Zitierter Abschnitt>
Teilen oder leihen: Der Verleih und das Sharing von Autos, Velos oder Lastenvelos fördert eine nachhaltige Mobilität und den ressourcenschonenden Langsamverkehr. Zudem werden durch Tauschen und Käufe aus zweiter Hand (etwa an Tauschbörsen) Gegenstände länger genutzt (etwa Kleider oder Ski).

6. Repair

Repair-Cafés oder offene Werkstätten verlängern die Nutzungsdauer von Alltagsgegenständen (beispielsweise Kleider, Möbel und elektronische Geräte), indem sie Nutzenden helfen, diese zu reparieren oder in anderer Form wiederzuverwenden.


Lohnt sich das?

Ja, soviel ich weiss schon. Natürlich ist es unabdingbar, dass solche Initiativen wirtschaftlich über­leben. Allerdings stellt sich uns als Wissenschaftlerinnen die Frage, ob sie nicht einen gesellschaftlichen Beitrag wie der Sport oder die Kultur leisten und uns deshalb etwas wert sein sollten.

Sie sollten staatliche Förderung erhalten?

Das wäre eine Möglichkeit. Aber es gibt auch andere entscheidende Rahmenbedingungen, die sich ändern müssen. Zum Beispiel wird derzeit in der Schweiz diskutiert, ob es für solche Initiativen eine neue Rechtsform bräuchte, die auf Gemeinnützigkeit ausgerichtet ist. Es könnte eine Mischform sein zwischen den Rechtsformen für profitorientierte Unternehmen und einem Verein, der zwar steuerlich entlastet werden kann, aber dann Auflagen bezüglich Wirtschaftlichkeit hat.

Übungsaufgaben>
**1)** Schreibe aus dem zitierten Abschnitt alles von „Teilen oder leihen: Der“ bis hinunter zu „anderer Form wiederzuverwenden.“ unverändert ab.
**2)** Beantworte diese Fragen anhand des zitierten Abschnitts:
(a) Welche Fahrzeuge werden beim Verleih und Sharing genannt?
(b) Welche Alltagsgegenstände führt der Abschnitt als Beispiele bei Repair-Cafés und offenen Werkstätten an?
(c) Womit wird der gesellschaftliche Beitrag solcher Initiativen verglichen?
**3)** Führe den zitierten Abschnitt über Repair-Cafés und das Teilen von Gegenständen im Anschluss an seinen letzten Satz fort.
Die Daten haben mit dem zitierten Abschnitt nichts zu tun.

Gezeigte Daten>
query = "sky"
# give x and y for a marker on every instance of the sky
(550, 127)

Lösungen>
**1)**
Teilen oder leihen: Der Verleih und das Sharing von Autos, Velos oder Lastenvelos fördert eine nachhaltige Mobilität und den ressourcenschonenden Langsamverkehr. Zudem werden durch Tauschen und Käufe aus zweiter Hand (etwa an Tauschbörsen) Gegenstände länger genutzt (etwa Kleider oder Ski).

6. Repair

Repair-Cafés oder offene Werkstätten verlängern die Nutzungsdauer von Alltagsgegenständen (beispielsweise Kleider, Möbel und elektronische Geräte), indem sie Nutzenden helfen, diese zu reparieren oder in anderer Form wiederzuverwenden.

**2)**
(a) Autos, Velos und Lastenvelos.
(b) Kleider, Möbel und elektronische Geräte.
(c) Mit dem Sport oder der Kultur.

**3)**
Was müsste sich sonst noch ändern?

Grundsätzlich unterscheiden sich solche Initiativen nicht von Innovationen in anderen Bereichen: In der Aufbau- und Experimentierphase sind sie noch nicht wettbewerbs­fähig. Deshalb bräuchte es Massnahmen wie in der klassischen Wirtschaftsförderung, zum Beispiel Mietvergünstigungen oder mehr öffentliche Plattformen, auf denen sie sich präsentieren oder austauschen können. So funktioniert im Raum Genf die Wirtschaftskammer Après: Sie fördert ökologische und sozialverträgliche Initiativen, die einen gesellschaftlichen Beitrag leisten. Solche Beispiele müsste es in der Schweiz noch mehr geben.

Dennoch: Die Umwelt- und Klimaprobleme haben wir nicht erst seit gestern, und gesamthaft ändert sich erschreckend wenig. Warum sind wir als Gesellschaft nicht schon weiter?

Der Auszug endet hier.